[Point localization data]
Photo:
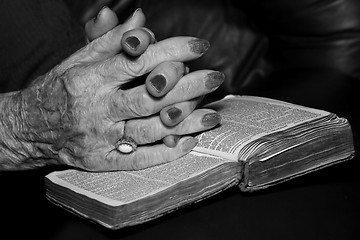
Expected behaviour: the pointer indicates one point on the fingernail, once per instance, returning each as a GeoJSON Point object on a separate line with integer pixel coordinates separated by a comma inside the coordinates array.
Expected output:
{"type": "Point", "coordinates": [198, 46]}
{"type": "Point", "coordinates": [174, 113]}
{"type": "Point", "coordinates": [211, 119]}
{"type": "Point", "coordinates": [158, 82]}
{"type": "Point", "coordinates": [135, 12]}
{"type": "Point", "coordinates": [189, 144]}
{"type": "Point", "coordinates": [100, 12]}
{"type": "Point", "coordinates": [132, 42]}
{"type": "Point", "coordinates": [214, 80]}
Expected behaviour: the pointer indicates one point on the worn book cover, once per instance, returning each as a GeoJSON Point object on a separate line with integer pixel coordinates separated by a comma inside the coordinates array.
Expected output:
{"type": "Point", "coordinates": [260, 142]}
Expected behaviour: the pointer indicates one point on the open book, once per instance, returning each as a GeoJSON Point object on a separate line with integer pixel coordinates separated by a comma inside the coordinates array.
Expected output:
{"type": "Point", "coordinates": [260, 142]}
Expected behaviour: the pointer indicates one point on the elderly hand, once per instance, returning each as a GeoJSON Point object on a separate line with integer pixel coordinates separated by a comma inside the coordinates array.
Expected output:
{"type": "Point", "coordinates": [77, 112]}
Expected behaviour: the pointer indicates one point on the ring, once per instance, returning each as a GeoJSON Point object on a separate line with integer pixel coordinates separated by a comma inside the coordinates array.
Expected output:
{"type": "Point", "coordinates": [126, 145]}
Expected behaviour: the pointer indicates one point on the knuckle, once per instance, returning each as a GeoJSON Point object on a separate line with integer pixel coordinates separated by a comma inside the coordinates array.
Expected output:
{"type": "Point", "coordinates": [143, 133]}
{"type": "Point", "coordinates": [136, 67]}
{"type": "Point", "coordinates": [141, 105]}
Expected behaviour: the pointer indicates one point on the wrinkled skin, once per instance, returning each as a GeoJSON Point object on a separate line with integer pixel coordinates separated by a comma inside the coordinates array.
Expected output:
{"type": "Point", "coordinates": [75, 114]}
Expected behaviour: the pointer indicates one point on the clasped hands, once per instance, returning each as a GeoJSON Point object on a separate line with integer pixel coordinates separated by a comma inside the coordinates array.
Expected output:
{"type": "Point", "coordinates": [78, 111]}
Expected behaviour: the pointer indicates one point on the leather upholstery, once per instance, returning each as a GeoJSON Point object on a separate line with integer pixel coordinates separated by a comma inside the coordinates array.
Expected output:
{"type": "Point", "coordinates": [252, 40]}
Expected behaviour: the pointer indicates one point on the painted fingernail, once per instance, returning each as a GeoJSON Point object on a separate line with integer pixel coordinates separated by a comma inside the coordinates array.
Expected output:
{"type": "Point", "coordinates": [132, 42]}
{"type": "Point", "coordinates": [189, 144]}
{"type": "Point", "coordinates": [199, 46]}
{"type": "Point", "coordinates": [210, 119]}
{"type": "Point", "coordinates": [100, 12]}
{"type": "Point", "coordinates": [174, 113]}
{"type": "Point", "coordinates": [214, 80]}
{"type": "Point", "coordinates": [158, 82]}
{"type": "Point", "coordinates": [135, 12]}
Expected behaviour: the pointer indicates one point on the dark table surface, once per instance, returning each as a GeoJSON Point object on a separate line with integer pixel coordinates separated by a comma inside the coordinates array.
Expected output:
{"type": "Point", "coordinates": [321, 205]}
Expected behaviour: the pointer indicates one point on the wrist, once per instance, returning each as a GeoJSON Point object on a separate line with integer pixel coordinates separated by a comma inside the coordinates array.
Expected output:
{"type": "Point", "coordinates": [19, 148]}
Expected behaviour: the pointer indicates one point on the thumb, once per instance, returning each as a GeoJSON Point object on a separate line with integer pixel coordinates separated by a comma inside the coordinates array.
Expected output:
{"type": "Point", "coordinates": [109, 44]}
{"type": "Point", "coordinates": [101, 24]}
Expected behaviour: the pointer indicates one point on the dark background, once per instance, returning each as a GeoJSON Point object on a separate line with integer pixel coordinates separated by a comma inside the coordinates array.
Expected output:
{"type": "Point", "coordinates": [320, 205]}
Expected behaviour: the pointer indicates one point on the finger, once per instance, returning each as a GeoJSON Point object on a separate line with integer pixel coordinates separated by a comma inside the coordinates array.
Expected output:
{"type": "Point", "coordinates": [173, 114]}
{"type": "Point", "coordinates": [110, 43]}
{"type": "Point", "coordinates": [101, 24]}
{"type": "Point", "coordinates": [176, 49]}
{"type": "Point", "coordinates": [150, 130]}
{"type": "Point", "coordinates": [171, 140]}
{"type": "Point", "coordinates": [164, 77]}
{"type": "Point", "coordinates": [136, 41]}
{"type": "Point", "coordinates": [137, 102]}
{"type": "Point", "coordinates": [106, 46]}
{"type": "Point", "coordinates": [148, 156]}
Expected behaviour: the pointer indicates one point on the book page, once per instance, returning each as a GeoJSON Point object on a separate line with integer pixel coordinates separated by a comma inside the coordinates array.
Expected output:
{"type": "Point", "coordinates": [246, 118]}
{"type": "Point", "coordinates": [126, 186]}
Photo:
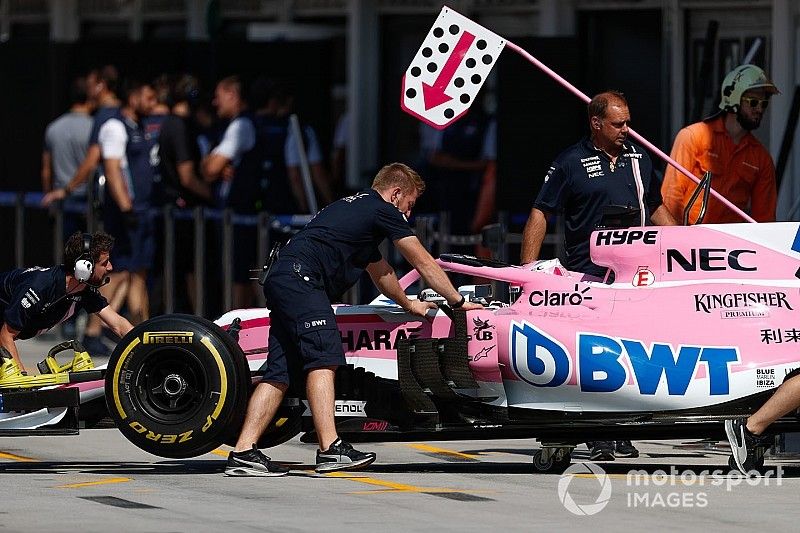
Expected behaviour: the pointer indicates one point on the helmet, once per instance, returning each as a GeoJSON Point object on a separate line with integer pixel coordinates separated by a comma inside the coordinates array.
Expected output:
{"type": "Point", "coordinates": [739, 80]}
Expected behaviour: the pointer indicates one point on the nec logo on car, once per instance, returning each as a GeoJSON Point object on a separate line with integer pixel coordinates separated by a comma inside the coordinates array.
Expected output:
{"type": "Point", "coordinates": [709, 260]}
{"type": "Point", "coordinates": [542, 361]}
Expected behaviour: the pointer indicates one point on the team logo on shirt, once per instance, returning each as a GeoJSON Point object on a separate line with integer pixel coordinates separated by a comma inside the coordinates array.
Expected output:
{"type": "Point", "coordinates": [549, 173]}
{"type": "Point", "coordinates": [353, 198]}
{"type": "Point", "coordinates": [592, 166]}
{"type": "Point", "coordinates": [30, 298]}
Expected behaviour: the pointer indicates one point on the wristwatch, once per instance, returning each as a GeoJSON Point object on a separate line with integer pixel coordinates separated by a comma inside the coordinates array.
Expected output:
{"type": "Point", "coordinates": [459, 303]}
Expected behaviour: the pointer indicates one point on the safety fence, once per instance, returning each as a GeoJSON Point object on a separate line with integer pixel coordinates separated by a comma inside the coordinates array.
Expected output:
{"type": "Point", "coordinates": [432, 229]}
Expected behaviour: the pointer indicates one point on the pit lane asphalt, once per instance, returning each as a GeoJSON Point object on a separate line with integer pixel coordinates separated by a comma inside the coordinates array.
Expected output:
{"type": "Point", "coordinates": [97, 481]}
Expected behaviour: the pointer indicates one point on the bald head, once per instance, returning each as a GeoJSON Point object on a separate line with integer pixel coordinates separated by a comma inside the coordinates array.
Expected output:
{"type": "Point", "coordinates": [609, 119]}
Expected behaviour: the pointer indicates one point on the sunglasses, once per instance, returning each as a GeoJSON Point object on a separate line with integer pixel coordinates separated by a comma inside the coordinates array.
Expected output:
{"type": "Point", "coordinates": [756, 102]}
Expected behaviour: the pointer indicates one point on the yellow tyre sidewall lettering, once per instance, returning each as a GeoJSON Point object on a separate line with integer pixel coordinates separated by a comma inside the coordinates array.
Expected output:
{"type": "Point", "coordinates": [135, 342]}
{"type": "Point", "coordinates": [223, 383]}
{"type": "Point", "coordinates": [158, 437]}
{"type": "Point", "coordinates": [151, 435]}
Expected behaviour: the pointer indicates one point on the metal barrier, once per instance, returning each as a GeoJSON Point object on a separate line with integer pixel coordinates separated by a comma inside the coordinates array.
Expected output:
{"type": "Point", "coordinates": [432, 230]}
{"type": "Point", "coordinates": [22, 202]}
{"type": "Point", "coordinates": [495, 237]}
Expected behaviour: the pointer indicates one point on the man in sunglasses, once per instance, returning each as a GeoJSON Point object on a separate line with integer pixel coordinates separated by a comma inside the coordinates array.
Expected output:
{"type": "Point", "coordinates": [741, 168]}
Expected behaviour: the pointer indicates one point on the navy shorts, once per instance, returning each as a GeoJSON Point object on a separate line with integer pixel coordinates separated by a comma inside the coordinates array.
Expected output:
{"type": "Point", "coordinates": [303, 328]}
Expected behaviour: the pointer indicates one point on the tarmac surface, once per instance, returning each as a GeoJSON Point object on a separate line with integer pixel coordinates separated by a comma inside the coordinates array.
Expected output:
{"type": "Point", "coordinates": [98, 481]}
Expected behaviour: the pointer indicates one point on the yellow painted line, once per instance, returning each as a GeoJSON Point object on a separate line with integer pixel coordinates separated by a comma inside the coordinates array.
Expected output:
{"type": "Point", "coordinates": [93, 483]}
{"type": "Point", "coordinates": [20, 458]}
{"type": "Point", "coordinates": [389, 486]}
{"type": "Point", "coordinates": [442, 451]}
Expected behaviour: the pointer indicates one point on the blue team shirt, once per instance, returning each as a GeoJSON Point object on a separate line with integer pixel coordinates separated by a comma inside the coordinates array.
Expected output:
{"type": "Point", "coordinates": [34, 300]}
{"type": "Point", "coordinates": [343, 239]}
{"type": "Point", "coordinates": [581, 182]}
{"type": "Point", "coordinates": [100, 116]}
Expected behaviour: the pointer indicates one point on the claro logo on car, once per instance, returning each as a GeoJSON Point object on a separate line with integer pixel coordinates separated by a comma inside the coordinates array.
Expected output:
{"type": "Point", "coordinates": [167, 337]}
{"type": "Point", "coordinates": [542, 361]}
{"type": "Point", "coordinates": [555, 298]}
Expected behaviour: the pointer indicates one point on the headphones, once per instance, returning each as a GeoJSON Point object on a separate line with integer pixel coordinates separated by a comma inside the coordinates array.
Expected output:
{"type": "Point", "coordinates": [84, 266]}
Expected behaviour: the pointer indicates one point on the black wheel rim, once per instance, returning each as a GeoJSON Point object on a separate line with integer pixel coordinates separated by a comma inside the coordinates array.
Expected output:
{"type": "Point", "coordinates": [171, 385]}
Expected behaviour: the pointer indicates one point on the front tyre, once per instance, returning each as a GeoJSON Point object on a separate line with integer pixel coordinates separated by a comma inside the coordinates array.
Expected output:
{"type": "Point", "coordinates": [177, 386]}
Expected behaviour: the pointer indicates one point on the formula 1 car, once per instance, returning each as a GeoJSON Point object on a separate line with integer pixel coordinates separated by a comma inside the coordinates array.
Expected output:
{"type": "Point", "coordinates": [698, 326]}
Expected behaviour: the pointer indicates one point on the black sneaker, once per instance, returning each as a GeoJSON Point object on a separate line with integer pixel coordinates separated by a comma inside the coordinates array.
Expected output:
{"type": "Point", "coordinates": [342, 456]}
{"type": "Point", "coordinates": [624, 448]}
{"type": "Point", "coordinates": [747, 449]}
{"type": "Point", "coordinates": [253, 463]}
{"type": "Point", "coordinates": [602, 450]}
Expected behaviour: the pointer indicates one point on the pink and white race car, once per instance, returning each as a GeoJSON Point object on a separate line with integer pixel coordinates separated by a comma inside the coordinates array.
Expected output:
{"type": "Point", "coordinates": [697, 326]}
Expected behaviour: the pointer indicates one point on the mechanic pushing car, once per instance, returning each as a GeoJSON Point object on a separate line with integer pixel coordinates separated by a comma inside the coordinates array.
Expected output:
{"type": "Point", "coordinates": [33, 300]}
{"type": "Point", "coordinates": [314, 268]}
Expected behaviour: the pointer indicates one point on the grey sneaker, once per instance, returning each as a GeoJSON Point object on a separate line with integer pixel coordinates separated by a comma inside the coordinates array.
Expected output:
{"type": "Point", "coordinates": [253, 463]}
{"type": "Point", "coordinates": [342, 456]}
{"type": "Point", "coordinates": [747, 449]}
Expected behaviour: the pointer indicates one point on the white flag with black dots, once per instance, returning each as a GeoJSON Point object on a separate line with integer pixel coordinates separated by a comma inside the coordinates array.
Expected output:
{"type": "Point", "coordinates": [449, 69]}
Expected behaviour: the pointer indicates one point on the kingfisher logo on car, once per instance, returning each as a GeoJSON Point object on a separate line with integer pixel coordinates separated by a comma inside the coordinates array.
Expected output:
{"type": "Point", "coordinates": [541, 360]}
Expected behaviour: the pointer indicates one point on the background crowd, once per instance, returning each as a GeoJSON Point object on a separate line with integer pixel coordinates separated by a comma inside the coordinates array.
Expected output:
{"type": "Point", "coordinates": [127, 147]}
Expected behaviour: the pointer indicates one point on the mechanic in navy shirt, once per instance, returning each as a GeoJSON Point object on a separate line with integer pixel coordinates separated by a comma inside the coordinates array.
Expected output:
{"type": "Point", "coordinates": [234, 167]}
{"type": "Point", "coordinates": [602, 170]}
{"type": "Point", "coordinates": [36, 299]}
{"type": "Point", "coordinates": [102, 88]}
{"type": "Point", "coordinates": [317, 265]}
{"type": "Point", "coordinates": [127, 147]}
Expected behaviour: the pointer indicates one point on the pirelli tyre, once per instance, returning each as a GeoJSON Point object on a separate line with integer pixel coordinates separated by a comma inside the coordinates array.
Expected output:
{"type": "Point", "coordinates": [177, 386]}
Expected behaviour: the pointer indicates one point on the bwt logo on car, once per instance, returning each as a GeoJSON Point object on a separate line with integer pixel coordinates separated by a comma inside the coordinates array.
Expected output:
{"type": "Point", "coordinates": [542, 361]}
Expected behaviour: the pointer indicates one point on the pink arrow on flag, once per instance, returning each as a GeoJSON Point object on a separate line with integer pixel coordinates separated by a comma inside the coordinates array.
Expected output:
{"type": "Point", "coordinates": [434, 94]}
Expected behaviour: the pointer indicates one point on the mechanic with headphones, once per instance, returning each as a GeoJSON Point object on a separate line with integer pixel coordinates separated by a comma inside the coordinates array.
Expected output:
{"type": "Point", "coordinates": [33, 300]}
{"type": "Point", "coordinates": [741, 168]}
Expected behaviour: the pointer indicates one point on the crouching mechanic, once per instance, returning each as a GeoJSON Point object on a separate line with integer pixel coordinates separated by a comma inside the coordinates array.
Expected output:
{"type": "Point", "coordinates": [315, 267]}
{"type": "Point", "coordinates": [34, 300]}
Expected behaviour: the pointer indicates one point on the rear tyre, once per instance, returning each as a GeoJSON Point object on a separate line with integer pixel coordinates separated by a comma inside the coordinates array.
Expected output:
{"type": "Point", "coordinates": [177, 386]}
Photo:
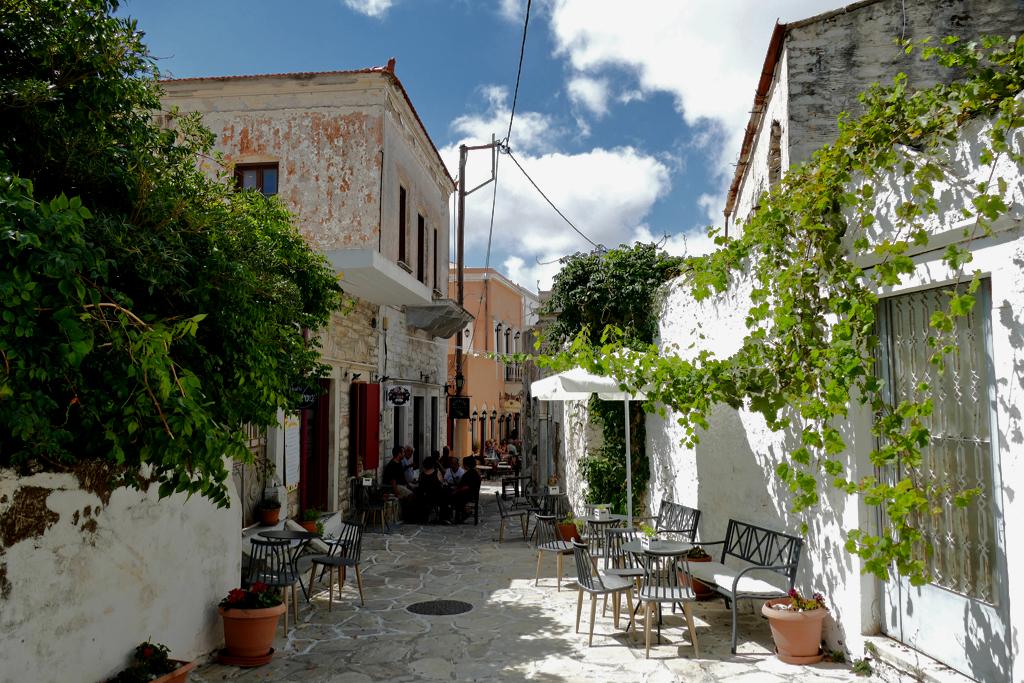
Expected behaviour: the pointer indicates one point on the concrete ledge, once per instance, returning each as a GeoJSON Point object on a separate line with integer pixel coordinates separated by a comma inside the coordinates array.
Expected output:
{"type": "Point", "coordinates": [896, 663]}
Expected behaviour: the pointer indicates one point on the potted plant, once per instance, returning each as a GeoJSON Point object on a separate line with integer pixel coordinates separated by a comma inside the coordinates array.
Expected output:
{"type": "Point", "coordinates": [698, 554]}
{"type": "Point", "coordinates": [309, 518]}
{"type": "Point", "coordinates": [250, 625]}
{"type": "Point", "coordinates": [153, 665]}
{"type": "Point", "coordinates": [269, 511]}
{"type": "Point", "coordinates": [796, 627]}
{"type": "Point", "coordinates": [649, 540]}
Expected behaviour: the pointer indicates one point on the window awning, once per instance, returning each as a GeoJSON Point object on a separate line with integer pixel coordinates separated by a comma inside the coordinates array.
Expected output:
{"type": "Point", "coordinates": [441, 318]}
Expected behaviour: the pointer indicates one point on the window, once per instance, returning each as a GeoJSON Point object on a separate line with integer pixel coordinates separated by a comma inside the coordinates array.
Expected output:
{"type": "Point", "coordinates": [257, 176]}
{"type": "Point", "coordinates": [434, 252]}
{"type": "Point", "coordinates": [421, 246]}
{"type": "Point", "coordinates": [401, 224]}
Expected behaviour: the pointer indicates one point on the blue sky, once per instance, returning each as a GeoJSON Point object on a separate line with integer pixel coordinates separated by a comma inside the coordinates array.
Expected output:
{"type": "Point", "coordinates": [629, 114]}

> **PROBLEM STATEMENT**: Leaving out the pictures, print each line of the records above from the first up to and including the one that contains "the fingernail, once", exactly as written.

> **OUTPUT OF THE TASK**:
Photo:
Expected behaviour: the pointer indicates one point on the fingernail, once per instance, returning each as a GeoJSON Point object on a separate line with integer pixel coordinates separated by a comma inside the coordinates array.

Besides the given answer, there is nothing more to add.